[START Record list]
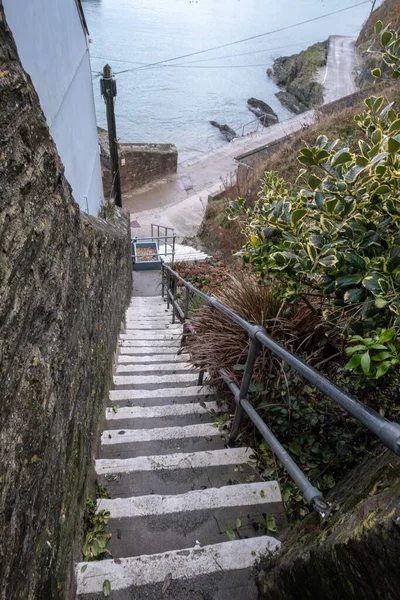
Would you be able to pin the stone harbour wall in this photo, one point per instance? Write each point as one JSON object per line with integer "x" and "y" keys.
{"x": 65, "y": 282}
{"x": 144, "y": 163}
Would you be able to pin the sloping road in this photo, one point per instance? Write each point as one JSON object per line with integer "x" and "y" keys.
{"x": 180, "y": 200}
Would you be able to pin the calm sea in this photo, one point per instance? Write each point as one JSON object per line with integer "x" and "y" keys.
{"x": 174, "y": 103}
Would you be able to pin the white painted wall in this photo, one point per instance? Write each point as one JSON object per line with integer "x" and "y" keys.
{"x": 53, "y": 49}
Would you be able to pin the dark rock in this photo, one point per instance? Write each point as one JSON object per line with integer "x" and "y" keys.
{"x": 65, "y": 281}
{"x": 263, "y": 111}
{"x": 226, "y": 131}
{"x": 355, "y": 553}
{"x": 296, "y": 74}
{"x": 291, "y": 102}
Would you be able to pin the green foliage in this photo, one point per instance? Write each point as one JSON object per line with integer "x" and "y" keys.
{"x": 233, "y": 532}
{"x": 321, "y": 438}
{"x": 102, "y": 491}
{"x": 339, "y": 237}
{"x": 96, "y": 538}
{"x": 373, "y": 356}
{"x": 389, "y": 51}
{"x": 106, "y": 588}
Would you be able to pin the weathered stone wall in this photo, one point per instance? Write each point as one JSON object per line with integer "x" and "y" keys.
{"x": 65, "y": 281}
{"x": 355, "y": 555}
{"x": 144, "y": 163}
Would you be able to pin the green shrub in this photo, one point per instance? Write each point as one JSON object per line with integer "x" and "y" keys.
{"x": 338, "y": 239}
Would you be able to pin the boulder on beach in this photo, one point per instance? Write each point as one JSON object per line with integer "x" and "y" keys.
{"x": 226, "y": 131}
{"x": 263, "y": 111}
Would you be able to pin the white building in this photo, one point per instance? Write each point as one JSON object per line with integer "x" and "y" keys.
{"x": 52, "y": 42}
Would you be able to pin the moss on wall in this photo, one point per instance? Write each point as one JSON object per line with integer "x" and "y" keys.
{"x": 355, "y": 554}
{"x": 65, "y": 281}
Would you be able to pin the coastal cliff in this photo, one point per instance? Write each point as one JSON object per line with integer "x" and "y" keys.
{"x": 298, "y": 76}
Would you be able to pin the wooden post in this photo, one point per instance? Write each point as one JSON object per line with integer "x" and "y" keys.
{"x": 109, "y": 91}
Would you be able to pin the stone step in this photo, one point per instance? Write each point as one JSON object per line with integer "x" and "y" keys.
{"x": 160, "y": 369}
{"x": 219, "y": 572}
{"x": 162, "y": 396}
{"x": 157, "y": 316}
{"x": 138, "y": 334}
{"x": 139, "y": 417}
{"x": 151, "y": 382}
{"x": 152, "y": 358}
{"x": 176, "y": 473}
{"x": 159, "y": 344}
{"x": 201, "y": 515}
{"x": 153, "y": 326}
{"x": 134, "y": 350}
{"x": 129, "y": 443}
{"x": 145, "y": 300}
{"x": 160, "y": 311}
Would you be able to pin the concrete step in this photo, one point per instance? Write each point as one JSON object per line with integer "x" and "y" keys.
{"x": 138, "y": 334}
{"x": 216, "y": 572}
{"x": 163, "y": 315}
{"x": 152, "y": 358}
{"x": 153, "y": 326}
{"x": 151, "y": 344}
{"x": 158, "y": 523}
{"x": 160, "y": 369}
{"x": 162, "y": 396}
{"x": 176, "y": 473}
{"x": 138, "y": 417}
{"x": 130, "y": 443}
{"x": 135, "y": 350}
{"x": 152, "y": 382}
{"x": 160, "y": 311}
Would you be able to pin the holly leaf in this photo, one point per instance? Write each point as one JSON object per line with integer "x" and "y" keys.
{"x": 106, "y": 588}
{"x": 366, "y": 363}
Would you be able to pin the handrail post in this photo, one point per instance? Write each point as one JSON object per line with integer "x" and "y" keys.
{"x": 244, "y": 388}
{"x": 174, "y": 297}
{"x": 168, "y": 287}
{"x": 187, "y": 300}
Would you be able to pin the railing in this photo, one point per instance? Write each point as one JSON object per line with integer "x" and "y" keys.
{"x": 164, "y": 239}
{"x": 163, "y": 235}
{"x": 387, "y": 431}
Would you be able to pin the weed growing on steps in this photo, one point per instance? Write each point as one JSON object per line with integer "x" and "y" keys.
{"x": 96, "y": 538}
{"x": 102, "y": 491}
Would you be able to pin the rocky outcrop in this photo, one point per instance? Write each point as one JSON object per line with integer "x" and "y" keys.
{"x": 263, "y": 111}
{"x": 297, "y": 75}
{"x": 389, "y": 13}
{"x": 65, "y": 281}
{"x": 228, "y": 133}
{"x": 352, "y": 555}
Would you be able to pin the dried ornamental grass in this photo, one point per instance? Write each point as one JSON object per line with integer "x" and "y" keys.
{"x": 220, "y": 343}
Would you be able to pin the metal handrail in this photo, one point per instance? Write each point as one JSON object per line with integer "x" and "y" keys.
{"x": 164, "y": 238}
{"x": 387, "y": 431}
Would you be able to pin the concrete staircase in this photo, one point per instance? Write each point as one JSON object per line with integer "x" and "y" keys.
{"x": 174, "y": 485}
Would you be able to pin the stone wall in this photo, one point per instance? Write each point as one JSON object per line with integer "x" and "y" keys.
{"x": 355, "y": 553}
{"x": 65, "y": 282}
{"x": 144, "y": 163}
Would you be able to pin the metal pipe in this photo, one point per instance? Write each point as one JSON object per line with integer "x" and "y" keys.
{"x": 201, "y": 377}
{"x": 311, "y": 494}
{"x": 387, "y": 431}
{"x": 244, "y": 387}
{"x": 187, "y": 301}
[END Record list]
Write out again every line from the one holding "Would you be able to pin the stone wall" through the end of the rows, inclusive, requests included. Multiply each x and y coordinate in the answers by 2.4 and round to whole numbers, halves up.

▶ _In response_
Would you be able to pin the stone wall in this photo, one point per instance? Write each point as one JSON object per line with integer "x" and "y" keys.
{"x": 852, "y": 1327}
{"x": 156, "y": 677}
{"x": 346, "y": 391}
Would you be able to pin the metal pipe in this photo, one point per instance? Write each point as one JSON object per line with integer "x" and "y" keys.
{"x": 482, "y": 905}
{"x": 746, "y": 1186}
{"x": 929, "y": 1034}
{"x": 586, "y": 929}
{"x": 449, "y": 722}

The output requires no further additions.